┌──

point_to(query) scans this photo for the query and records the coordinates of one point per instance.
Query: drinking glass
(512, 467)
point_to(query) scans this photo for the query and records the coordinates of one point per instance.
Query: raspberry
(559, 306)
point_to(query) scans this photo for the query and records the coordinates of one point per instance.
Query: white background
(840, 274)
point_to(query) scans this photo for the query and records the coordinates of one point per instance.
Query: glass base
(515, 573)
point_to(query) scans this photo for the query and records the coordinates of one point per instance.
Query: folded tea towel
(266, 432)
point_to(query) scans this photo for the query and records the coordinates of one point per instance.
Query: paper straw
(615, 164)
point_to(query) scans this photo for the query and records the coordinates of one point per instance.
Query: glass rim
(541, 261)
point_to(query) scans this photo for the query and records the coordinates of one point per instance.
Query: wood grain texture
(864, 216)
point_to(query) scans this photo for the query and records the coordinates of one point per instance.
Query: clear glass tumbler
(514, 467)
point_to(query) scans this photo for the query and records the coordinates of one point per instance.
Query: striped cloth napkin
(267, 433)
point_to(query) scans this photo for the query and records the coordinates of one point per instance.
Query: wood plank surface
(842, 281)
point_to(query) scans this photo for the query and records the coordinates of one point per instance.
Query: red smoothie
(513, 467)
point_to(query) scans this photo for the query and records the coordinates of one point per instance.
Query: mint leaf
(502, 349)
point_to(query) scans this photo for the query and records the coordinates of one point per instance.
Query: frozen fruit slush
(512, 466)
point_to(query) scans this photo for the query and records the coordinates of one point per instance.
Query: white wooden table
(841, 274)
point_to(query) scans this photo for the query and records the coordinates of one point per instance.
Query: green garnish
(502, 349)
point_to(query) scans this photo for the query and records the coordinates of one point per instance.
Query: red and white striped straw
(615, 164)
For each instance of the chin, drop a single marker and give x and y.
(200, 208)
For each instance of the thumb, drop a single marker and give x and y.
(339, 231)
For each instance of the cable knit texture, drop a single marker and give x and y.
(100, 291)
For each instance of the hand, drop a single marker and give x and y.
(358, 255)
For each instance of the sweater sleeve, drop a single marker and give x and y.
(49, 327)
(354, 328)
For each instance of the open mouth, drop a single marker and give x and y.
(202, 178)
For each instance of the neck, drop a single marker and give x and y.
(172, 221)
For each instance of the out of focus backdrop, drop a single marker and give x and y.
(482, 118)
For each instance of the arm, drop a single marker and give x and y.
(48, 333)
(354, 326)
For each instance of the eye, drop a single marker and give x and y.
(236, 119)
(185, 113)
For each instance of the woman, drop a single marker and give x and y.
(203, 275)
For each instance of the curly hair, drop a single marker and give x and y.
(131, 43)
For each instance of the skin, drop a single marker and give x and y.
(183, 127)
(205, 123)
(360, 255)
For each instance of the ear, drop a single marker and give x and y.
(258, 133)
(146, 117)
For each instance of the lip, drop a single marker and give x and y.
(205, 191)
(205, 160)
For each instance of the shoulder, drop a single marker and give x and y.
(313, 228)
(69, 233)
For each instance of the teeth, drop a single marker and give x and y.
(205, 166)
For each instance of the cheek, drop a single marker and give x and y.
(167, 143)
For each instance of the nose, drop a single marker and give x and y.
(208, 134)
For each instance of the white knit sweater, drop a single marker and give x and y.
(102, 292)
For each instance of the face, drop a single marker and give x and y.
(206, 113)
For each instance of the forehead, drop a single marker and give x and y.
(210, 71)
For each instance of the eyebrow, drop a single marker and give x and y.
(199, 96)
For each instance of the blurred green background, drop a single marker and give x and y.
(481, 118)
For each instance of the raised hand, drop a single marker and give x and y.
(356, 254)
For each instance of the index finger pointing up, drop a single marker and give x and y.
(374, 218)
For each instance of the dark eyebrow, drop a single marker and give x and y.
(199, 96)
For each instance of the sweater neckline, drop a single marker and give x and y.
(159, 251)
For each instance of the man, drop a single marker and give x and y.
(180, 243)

└──
┌──

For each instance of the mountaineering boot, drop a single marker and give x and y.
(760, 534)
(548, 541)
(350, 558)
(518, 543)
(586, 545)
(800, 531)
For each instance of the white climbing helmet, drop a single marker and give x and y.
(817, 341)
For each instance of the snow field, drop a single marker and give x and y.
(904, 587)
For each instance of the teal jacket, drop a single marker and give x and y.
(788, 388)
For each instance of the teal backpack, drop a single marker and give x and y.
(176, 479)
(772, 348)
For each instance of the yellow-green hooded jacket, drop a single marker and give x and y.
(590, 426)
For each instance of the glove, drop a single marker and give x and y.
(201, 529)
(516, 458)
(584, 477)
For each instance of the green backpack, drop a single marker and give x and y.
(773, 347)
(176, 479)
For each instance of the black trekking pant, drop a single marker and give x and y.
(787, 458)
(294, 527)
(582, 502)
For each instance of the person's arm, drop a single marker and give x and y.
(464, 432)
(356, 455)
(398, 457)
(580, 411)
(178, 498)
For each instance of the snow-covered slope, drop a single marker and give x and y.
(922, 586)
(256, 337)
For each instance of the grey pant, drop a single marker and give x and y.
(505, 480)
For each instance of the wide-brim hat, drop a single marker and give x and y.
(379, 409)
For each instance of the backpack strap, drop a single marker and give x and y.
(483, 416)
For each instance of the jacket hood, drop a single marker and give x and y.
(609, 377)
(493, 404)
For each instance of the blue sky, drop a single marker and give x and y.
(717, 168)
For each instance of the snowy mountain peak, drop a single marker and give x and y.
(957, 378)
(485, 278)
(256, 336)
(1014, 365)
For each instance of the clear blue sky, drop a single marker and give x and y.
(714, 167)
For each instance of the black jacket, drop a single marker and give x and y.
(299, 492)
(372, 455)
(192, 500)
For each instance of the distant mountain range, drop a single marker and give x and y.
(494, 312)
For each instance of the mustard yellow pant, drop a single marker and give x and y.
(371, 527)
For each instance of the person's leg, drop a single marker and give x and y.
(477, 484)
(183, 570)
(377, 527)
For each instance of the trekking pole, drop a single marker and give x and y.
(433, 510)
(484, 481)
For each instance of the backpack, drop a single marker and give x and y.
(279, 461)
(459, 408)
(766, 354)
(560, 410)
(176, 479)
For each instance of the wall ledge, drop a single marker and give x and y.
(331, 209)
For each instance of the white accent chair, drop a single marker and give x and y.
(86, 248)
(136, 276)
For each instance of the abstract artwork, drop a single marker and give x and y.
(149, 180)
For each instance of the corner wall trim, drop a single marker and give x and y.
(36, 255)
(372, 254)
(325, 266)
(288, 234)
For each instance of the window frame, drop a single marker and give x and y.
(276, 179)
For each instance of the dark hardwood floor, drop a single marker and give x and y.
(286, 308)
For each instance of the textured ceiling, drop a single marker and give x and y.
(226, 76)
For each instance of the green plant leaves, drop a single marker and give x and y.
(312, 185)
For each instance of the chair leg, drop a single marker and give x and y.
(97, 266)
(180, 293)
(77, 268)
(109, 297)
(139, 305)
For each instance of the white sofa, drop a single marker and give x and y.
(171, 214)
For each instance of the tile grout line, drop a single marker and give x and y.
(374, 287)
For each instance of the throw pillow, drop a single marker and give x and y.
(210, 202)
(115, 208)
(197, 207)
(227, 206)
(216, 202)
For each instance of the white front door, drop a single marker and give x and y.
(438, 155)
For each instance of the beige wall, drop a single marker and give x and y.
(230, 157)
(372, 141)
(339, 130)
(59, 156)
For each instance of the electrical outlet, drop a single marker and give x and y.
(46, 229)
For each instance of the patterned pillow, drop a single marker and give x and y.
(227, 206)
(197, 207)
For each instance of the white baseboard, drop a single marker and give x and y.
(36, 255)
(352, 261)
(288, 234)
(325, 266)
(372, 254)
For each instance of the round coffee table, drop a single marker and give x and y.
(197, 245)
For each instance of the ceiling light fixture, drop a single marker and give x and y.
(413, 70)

└──

Locate every line in the entries above that contains the word "table" and copy each of those lines out in full. Treat uppercase and lowercase as different.

Query: white wooden table
For each instance of the round coffee table, drop a single marker and give x and y.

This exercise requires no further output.